━━ EXTRACT PROVIDED

Crachefeu was a French Navy gun brig launched in 1793. Sir Richard Strachan's squadron captured her in 1795 in Cartaret Bay, and the Royal Navy took her into service as HMS Crachefeu. She then sailed to the West Indies where she broken up in 1797, or possibly around 1802.

==French Navy==
From 22 March 1794 to 8 December, Crachefeu was under the command of enseigne de vaisseau non entretenu Menage. She escorted convoys between Cherbourg and Saint-Malo, and cruised in the vicinity of the island of Jersey and off the coast of the Cotentin Peninsula).

Then from 30 December to 29 April 1795, still under Menage's command, she escorted a convoy from Granville to Carteret, cruised in the vicinity of Chausey, and took up station at Regnéville-sur-Mer.

━━━━
━━ DATA LISTING

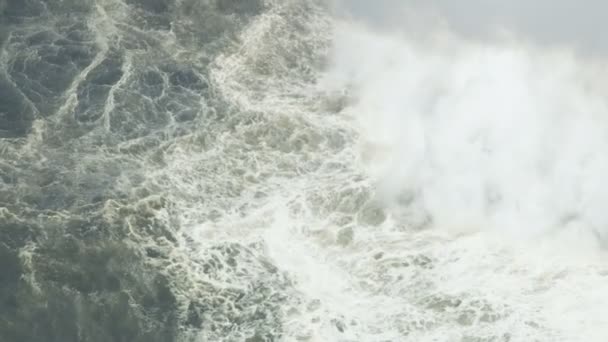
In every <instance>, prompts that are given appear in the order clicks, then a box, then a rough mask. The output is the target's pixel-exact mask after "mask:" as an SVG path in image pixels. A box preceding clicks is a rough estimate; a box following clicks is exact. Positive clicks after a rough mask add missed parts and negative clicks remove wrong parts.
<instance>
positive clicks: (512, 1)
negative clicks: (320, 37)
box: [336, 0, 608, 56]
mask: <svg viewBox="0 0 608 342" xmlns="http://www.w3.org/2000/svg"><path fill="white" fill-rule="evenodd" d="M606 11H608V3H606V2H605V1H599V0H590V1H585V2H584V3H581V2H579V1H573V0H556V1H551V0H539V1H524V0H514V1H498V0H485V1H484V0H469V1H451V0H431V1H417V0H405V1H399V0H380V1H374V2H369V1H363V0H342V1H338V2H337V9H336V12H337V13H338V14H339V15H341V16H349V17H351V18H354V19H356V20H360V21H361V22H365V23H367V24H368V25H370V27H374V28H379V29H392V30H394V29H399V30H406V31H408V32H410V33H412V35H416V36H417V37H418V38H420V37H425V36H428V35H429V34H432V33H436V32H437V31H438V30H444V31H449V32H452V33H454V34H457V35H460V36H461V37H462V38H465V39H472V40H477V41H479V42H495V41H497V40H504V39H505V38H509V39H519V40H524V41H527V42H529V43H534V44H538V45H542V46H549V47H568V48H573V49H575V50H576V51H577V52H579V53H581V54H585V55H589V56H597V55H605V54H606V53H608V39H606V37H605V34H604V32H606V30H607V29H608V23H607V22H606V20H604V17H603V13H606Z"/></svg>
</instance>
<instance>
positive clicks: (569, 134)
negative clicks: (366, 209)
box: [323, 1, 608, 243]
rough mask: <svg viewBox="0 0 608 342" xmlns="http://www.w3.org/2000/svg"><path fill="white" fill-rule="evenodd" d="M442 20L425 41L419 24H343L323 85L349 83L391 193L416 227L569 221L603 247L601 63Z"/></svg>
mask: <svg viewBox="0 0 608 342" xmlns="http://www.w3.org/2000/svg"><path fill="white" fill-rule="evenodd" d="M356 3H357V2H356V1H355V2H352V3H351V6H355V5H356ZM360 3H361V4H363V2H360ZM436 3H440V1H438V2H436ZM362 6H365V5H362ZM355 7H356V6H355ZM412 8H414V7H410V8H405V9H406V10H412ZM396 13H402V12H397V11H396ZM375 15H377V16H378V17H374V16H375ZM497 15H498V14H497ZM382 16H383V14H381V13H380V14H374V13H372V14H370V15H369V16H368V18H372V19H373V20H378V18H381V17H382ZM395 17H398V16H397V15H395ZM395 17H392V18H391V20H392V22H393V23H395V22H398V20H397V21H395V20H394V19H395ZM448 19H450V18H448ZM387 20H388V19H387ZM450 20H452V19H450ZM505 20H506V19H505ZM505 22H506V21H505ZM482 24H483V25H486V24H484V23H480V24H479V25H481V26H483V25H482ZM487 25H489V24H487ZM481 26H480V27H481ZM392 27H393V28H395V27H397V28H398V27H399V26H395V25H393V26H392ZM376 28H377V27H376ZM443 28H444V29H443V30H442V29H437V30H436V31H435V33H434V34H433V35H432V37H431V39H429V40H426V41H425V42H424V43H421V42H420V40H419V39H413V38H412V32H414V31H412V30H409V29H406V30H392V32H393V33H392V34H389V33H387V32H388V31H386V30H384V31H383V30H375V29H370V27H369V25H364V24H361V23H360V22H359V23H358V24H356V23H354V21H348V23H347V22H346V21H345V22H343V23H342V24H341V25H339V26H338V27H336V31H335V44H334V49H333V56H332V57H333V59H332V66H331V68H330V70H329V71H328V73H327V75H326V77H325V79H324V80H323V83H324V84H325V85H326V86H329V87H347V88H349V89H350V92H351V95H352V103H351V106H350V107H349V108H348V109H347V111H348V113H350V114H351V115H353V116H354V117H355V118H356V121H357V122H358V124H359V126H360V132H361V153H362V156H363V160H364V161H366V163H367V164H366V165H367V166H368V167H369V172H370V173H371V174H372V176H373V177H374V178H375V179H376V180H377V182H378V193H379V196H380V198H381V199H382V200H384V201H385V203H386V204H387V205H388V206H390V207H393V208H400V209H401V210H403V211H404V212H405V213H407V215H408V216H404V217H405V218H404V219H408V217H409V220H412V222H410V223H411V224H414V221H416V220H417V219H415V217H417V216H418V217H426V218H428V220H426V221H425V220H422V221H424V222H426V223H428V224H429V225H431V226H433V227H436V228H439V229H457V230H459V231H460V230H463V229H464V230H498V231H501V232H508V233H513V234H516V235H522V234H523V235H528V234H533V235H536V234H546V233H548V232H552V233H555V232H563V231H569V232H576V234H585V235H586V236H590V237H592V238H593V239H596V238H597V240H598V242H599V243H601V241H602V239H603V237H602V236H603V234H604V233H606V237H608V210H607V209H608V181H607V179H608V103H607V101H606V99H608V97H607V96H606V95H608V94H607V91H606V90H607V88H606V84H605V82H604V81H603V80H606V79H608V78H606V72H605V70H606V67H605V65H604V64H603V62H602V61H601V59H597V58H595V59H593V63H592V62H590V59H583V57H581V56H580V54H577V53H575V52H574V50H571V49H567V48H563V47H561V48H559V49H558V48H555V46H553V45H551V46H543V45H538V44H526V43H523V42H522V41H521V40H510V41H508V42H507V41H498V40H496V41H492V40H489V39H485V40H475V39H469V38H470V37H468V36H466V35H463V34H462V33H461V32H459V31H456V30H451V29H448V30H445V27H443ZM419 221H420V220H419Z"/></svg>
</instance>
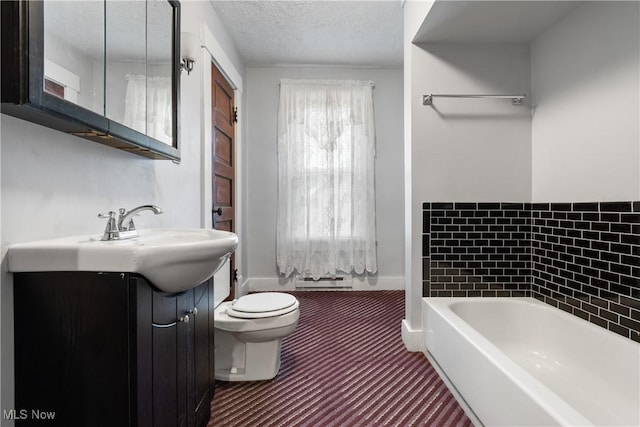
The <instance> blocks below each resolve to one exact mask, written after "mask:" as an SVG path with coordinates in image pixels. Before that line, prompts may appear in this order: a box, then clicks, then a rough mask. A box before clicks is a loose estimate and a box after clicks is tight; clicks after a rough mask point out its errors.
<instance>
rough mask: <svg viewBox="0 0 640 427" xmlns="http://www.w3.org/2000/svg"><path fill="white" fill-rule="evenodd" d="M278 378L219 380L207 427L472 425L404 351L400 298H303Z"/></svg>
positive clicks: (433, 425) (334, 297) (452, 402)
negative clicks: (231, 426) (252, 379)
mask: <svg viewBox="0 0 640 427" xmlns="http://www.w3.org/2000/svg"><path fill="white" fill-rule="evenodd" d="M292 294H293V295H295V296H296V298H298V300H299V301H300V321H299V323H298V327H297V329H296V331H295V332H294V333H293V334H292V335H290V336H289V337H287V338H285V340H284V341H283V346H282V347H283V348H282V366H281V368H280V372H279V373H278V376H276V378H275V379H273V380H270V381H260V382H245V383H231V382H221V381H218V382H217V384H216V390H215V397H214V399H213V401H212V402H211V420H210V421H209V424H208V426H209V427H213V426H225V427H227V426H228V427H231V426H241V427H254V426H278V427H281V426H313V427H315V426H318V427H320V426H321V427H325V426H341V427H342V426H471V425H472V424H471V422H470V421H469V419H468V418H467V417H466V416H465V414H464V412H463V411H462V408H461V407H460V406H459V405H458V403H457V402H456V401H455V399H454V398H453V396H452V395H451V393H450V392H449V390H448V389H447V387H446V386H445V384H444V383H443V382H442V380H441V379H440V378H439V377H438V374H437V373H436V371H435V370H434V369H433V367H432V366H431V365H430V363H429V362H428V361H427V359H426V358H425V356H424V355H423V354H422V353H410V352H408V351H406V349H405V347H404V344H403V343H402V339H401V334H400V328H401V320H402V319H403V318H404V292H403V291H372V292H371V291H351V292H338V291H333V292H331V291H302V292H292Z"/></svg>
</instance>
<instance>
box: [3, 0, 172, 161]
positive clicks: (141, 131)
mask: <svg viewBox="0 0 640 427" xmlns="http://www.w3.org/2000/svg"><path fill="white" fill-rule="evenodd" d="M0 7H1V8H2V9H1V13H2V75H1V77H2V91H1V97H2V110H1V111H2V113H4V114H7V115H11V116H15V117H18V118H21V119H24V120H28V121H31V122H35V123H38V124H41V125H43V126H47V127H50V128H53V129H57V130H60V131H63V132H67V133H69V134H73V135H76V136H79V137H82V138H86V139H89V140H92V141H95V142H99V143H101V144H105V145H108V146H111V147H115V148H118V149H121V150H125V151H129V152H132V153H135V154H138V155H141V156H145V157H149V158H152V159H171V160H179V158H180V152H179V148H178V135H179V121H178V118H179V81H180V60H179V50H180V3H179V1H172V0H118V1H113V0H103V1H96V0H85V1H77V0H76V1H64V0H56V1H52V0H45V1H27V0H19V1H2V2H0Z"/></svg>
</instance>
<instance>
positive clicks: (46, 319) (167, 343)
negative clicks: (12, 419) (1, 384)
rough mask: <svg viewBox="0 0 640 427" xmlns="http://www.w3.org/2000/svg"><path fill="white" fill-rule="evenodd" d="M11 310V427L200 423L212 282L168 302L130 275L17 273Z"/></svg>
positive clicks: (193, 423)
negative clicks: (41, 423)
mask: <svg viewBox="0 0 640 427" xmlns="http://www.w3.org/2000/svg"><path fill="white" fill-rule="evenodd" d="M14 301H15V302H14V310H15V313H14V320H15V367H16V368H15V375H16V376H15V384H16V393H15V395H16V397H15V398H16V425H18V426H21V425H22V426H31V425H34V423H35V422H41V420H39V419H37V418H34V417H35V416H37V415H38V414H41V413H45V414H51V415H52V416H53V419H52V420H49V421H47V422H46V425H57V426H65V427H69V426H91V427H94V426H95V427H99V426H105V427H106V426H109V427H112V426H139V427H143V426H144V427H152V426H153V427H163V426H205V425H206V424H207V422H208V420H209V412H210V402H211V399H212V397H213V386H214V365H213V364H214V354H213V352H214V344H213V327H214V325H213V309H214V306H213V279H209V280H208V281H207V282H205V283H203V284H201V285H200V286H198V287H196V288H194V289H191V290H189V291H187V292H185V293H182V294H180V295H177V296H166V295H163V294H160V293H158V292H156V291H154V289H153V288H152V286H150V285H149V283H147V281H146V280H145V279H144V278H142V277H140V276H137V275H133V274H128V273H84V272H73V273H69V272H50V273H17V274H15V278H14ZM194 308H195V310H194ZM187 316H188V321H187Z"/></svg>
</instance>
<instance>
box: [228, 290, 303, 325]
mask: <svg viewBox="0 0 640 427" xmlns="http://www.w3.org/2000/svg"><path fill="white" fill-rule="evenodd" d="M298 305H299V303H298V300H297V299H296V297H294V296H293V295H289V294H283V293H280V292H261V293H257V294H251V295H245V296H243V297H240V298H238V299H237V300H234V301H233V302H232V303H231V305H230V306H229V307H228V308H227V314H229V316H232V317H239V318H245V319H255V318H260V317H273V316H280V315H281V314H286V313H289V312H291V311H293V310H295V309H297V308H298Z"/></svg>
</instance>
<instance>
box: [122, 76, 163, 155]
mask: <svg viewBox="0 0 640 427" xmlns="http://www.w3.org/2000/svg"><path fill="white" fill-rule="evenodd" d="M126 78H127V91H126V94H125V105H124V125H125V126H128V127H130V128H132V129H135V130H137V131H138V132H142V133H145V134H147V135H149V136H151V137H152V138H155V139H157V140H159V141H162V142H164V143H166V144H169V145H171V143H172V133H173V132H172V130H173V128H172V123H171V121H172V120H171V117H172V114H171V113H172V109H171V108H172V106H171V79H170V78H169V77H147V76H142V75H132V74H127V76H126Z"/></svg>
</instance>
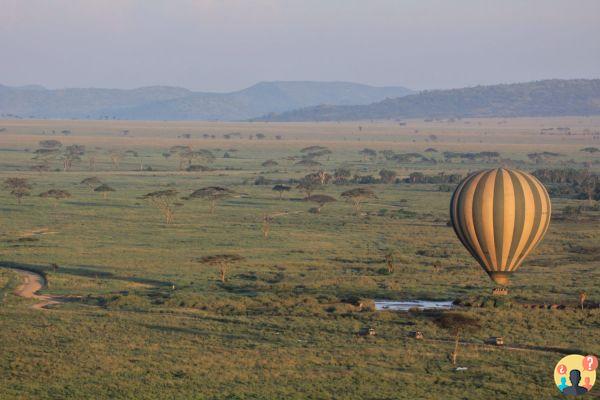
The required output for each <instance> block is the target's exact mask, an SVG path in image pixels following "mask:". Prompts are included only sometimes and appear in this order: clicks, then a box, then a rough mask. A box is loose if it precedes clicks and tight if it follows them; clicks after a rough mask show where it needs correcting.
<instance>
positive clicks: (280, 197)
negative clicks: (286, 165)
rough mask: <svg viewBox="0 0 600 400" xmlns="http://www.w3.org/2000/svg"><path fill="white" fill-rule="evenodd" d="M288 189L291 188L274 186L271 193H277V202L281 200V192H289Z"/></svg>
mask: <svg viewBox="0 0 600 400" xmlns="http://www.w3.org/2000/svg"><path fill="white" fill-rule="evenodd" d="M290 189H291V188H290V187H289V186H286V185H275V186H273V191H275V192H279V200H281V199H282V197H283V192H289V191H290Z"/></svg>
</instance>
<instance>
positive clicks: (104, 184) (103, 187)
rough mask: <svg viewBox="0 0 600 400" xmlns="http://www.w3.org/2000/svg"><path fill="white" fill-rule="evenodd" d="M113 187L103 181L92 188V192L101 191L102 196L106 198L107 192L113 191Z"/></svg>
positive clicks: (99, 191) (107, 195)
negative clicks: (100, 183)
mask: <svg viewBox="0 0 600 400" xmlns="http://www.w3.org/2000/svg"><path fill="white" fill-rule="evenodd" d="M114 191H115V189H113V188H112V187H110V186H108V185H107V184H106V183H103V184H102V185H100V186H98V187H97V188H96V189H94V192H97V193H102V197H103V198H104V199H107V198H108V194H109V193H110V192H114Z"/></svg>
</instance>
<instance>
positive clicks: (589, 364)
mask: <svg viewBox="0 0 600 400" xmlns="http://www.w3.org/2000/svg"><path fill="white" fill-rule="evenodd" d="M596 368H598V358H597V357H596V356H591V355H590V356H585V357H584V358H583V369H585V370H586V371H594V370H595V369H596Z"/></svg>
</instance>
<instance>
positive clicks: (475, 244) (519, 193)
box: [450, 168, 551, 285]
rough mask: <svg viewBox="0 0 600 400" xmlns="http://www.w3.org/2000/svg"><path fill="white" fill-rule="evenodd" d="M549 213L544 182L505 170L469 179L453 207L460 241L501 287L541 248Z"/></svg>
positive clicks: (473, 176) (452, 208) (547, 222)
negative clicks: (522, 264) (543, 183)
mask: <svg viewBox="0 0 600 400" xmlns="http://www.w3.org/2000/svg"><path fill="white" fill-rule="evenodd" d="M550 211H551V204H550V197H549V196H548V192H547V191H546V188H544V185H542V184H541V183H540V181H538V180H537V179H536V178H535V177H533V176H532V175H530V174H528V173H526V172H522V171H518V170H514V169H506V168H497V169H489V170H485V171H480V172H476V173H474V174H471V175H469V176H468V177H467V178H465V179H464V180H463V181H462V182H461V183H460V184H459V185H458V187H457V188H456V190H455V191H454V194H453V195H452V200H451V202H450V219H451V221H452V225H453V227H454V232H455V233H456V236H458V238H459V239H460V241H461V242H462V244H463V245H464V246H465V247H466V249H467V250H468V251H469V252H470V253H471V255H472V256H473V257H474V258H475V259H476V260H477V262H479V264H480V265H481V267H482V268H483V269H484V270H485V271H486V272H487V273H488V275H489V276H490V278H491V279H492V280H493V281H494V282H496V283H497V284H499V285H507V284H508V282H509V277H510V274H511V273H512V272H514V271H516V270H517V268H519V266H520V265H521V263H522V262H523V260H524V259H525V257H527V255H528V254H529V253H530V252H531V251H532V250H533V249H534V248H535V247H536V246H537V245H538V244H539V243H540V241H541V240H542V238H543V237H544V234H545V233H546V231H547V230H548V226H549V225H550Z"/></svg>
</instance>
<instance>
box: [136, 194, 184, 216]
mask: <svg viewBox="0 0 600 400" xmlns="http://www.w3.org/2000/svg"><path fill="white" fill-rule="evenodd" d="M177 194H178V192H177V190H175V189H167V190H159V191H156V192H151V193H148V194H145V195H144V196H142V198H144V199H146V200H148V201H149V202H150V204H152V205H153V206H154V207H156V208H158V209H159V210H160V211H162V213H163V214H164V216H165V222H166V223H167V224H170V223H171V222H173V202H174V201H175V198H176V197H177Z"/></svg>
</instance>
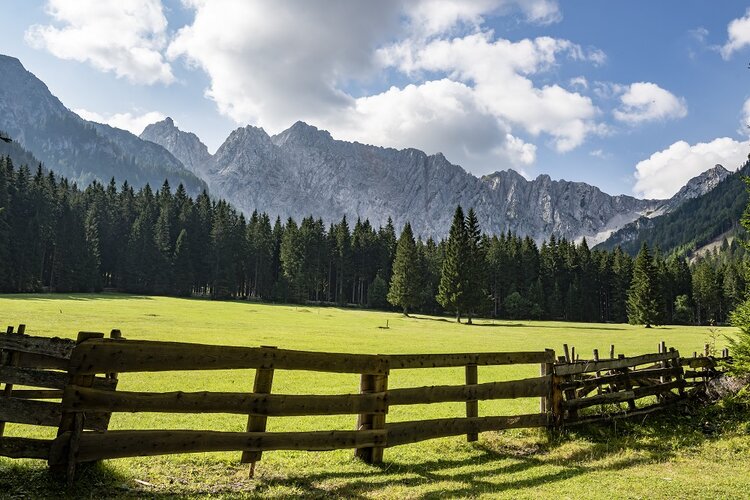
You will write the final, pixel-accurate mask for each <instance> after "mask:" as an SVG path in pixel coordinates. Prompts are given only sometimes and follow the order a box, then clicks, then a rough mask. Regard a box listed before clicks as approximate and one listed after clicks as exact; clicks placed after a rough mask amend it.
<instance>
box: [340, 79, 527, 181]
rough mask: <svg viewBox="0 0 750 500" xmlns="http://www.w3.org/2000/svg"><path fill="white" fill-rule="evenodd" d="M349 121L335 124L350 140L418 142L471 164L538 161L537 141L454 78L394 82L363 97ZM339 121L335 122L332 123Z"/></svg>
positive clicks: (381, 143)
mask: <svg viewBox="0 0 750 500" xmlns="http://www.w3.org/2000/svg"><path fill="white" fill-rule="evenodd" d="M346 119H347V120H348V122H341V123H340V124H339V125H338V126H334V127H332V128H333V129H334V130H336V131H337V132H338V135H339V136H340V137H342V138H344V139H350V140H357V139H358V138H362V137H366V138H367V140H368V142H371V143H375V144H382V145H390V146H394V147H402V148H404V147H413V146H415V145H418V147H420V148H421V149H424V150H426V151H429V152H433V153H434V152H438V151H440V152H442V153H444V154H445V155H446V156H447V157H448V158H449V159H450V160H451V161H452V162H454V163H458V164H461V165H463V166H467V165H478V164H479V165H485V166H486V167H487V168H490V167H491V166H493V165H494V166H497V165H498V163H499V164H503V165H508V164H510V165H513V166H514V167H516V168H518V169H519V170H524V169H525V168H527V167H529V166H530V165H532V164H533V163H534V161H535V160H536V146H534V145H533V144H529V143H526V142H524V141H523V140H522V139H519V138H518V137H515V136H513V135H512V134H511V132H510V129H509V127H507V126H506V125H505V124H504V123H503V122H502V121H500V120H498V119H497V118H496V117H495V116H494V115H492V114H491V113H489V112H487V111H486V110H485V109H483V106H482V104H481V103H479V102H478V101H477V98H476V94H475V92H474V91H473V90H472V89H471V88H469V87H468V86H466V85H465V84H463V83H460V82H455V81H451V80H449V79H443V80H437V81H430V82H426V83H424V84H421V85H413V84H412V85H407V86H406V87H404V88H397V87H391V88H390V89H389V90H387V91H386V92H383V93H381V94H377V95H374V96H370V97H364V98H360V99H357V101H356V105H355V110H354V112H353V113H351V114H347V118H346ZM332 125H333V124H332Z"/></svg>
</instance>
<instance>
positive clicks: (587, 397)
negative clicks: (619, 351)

━━━━

Write out the text about the gun brig Crachefeu again, beginning at the words "Crachefeu was a" and stopping after "the Cotentin Peninsula).", and switch "Jersey" to "Guernsey". Nothing in the source data is needed here.

Crachefeu was a French Navy gun brig launched in 1793. Sir Richard Strachan's squadron captured her in 1795 in Cartaret Bay, and the Royal Navy took her into service as HMS Crachefeu. She then sailed to the West Indies where she broken up in 1797, or possibly around 1802.

==French Navy==
From 22 March 1794 to 8 December, Crachefeu was under the command of enseigne de vaisseau non entretenu Menage. She escorted convoys between Cherbourg and Saint-Malo, and cruised in the vicinity of the island of Guernsey and off the coast of the Cotentin Peninsula).